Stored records

========================

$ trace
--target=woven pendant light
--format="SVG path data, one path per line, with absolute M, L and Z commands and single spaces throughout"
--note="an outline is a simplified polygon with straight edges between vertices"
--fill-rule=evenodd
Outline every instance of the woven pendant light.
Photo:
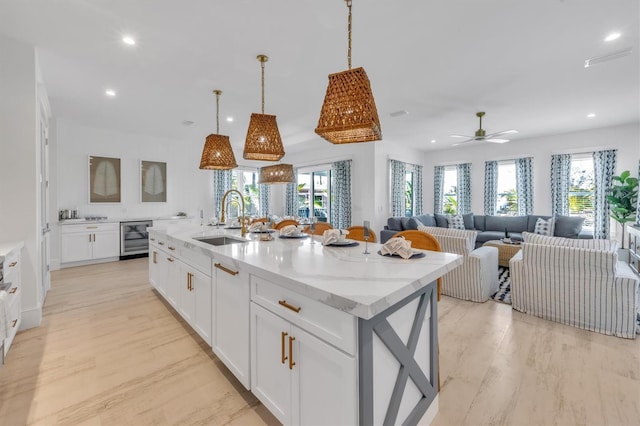
M 268 60 L 266 55 L 258 55 L 262 67 L 262 114 L 251 114 L 242 153 L 245 160 L 278 161 L 284 157 L 276 116 L 264 113 L 264 63 Z
M 203 170 L 229 170 L 238 167 L 236 157 L 231 149 L 229 136 L 220 135 L 220 119 L 218 110 L 220 107 L 221 90 L 214 90 L 216 95 L 216 133 L 207 136 L 202 149 L 200 168 Z
M 293 175 L 293 166 L 291 164 L 276 164 L 274 166 L 260 168 L 258 183 L 272 184 L 293 182 L 295 181 Z
M 345 1 L 349 9 L 349 69 L 329 75 L 316 133 L 335 144 L 378 141 L 382 130 L 369 77 L 362 67 L 351 69 L 351 0 Z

========================

When you copy the data, keep every line exact and leave out each picture.

* Answer for the task *
$ trace
--target=woven pendant light
--format="SVG path data, one path per line, with absolute M, L and Z commands and single spaces throughout"
--note="an outline is a simplified polygon with straight edges between vertices"
--fill-rule=evenodd
Outline every instance of the woven pendant light.
Photo:
M 268 60 L 266 55 L 258 55 L 262 67 L 262 114 L 251 114 L 242 153 L 245 160 L 278 161 L 284 157 L 276 116 L 264 113 L 264 63 Z
M 203 170 L 229 170 L 238 167 L 236 157 L 231 149 L 229 136 L 220 135 L 220 119 L 218 110 L 220 107 L 221 90 L 214 90 L 216 95 L 216 133 L 207 136 L 202 149 L 200 168 Z
M 293 175 L 293 166 L 291 164 L 276 164 L 274 166 L 260 168 L 258 183 L 272 184 L 293 182 L 295 181 Z
M 345 1 L 349 9 L 349 69 L 329 75 L 316 133 L 335 144 L 378 141 L 382 130 L 369 77 L 362 67 L 351 69 L 351 0 Z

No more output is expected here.